**Consigne A**
Recopiez intégralement le texte sur la crédulité et la croyance qui figure ci-dessous.

━━ Texte

La crédulité nous porte à croire autrui ou un discours sans le remettre en cause, ou sans tenter de raisonner, de juger… Ce qu’il ne faut pas confondre avec la croyance, qui suppose une adhésion active de l’esprit, une confiance. Or, on oppose souvent la croyance à la connaissance… Mais ne nous définissons-nous pas par nos croyances., tous, même ceux qui pensent ne croire en rien ou pas grand-chose ?

Selon Spinoza, notre esprit humain est rempli de croyances, et il serait vain de le nier. En fonction de notre éducation, de la culture dans laquelle on a évolué, de notre environnement, de nos interactions, nous baignons dans un ensemble de croyances qui nous constituent en même temps qu’elles constituent notre spiritualité, et ce qu’on appelle nos convictions, qui excluent tout doute spontané…

Il est donc difficile de remettre en cause les croyances profondes d’une personne sans venir bousculer, plus ou moins fortement, toute son assise intellectuelle et le fondement de sa subjectivité… En effet, dans toute affirmation se cachent de multiples croyances.

━━━━

**Consigne B**
Modifiez la partie des entrées ci-dessous qui va de la ligne contenant « the motorcycle front » jusqu'à la fin des entrées en remplaçant « Query » par « Label ». Laissez tout le reste intact et ne donnez que ces lignes.

━━ Données d'entrée

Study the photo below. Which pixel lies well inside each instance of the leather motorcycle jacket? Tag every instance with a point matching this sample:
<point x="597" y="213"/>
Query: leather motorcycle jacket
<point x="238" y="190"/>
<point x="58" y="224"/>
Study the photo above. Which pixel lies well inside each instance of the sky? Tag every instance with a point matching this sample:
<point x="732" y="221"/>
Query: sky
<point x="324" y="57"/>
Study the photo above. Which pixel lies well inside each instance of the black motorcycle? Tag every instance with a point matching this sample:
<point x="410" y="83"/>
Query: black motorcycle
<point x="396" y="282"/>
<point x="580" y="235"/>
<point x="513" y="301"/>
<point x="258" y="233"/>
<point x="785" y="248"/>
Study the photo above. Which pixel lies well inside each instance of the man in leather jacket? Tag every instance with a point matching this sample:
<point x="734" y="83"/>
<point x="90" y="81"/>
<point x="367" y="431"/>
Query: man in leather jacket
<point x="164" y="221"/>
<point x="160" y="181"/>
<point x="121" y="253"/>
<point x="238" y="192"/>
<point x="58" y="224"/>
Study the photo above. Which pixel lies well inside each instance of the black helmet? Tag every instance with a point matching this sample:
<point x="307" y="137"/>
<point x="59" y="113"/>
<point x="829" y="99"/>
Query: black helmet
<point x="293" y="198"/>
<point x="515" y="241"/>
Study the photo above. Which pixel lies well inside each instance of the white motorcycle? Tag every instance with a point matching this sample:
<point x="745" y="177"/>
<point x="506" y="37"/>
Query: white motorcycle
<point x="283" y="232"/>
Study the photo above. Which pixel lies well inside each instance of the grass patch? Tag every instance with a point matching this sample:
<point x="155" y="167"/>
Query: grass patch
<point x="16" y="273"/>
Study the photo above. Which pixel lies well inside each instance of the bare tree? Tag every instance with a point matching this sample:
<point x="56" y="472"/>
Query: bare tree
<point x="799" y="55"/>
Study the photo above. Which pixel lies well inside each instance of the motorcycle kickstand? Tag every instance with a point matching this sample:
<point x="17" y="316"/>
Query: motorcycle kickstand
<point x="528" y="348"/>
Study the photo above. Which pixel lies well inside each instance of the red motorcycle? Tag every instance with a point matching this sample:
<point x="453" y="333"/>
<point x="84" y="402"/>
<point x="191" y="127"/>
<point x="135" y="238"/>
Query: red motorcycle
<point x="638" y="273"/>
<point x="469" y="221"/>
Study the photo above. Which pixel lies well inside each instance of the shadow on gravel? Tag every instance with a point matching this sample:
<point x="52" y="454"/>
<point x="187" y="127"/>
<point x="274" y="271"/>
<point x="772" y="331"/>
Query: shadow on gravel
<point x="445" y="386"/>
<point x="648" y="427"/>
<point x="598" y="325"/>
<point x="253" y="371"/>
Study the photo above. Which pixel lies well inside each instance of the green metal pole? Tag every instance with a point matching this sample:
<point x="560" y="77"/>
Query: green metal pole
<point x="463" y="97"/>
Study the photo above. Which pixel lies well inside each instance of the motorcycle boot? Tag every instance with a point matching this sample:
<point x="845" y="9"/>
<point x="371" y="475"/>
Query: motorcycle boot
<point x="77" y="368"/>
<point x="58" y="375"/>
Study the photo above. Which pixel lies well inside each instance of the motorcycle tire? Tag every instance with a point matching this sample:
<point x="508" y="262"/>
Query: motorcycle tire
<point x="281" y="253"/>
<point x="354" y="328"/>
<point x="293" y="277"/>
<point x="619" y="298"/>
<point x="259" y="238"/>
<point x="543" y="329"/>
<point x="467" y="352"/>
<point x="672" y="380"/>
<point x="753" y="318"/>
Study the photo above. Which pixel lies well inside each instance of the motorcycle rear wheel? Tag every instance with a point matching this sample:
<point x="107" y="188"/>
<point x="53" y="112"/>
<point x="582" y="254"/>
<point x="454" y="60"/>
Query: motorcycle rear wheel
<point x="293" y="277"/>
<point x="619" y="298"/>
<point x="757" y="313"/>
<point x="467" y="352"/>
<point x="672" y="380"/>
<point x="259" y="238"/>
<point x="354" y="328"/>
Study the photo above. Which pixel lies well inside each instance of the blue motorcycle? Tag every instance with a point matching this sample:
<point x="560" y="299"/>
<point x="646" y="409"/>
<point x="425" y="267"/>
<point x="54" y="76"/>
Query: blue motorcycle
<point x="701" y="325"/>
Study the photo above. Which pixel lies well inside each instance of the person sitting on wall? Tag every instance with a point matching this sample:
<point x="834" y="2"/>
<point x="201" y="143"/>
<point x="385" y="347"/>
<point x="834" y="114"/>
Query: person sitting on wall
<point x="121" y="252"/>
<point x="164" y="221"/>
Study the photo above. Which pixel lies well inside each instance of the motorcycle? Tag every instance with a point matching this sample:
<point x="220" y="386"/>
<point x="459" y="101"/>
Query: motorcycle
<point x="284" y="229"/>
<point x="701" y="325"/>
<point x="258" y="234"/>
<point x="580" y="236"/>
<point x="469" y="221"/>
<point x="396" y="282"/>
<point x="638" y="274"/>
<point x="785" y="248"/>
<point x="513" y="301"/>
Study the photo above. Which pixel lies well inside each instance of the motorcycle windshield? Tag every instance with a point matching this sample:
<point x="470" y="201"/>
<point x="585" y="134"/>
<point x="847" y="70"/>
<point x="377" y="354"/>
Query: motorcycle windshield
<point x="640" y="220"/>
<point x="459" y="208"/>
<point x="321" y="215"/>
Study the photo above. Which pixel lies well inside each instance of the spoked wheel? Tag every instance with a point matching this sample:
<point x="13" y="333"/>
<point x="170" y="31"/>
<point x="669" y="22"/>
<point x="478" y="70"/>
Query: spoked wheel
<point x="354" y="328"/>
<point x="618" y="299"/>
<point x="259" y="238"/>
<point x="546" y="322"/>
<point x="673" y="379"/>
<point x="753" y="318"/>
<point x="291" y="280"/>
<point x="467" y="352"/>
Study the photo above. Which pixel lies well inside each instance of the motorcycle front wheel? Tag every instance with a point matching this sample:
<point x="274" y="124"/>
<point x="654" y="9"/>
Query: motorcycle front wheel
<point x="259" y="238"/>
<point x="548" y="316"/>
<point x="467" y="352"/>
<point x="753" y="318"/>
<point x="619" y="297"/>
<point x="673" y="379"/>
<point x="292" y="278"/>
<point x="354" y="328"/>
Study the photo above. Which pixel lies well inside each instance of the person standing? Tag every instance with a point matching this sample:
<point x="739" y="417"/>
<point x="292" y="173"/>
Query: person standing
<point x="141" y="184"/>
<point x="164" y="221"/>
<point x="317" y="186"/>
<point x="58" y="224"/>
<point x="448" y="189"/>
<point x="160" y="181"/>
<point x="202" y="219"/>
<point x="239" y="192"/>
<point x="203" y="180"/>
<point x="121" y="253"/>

━━━━

**Réponse A**
La crédulité nous porte à croire autrui ou un discours sans le remettre en cause, ou sans tenter de raisonner, de juger… Ce qu’il ne faut pas confondre avec la croyance, qui suppose une adhésion active de l’esprit, une confiance. Or, on oppose souvent la croyance à la connaissance… Mais ne nous définissons-nous pas par nos croyances., tous, même ceux qui pensent ne croire en rien ou pas grand-chose ?

Selon Spinoza, notre esprit humain est rempli de croyances, et il serait vain de le nier. En fonction de notre éducation, de la culture dans laquelle on a évolué, de notre environnement, de nos interactions, nous baignons dans un ensemble de croyances qui nous constituent en même temps qu’elles constituent notre spiritualité, et ce qu’on appelle nos convictions, qui excluent tout doute spontané…

Il est donc difficile de remettre en cause les croyances profondes d’une personne sans venir bousculer, plus ou moins fortement, toute son assise intellectuelle et le fondement de sa subjectivité… En effet, dans toute affirmation se cachent de multiples croyances.

**Réponse B**
Study the photo above. Which pixel lies well inside each instance of the motorcycle front wheel? Tag every instance with a point matching this sample:
<point x="274" y="124"/>
<point x="654" y="9"/>
Label: motorcycle front wheel
<point x="259" y="238"/>
<point x="548" y="316"/>
<point x="467" y="352"/>
<point x="753" y="318"/>
<point x="619" y="297"/>
<point x="673" y="379"/>
<point x="292" y="278"/>
<point x="354" y="328"/>
Study the photo above. Which pixel lies well inside each instance of the person standing? Tag every instance with a point matching this sample:
<point x="739" y="417"/>
<point x="292" y="173"/>
Label: person standing
<point x="141" y="184"/>
<point x="164" y="221"/>
<point x="317" y="186"/>
<point x="58" y="224"/>
<point x="448" y="189"/>
<point x="160" y="181"/>
<point x="202" y="219"/>
<point x="239" y="192"/>
<point x="203" y="180"/>
<point x="121" y="253"/>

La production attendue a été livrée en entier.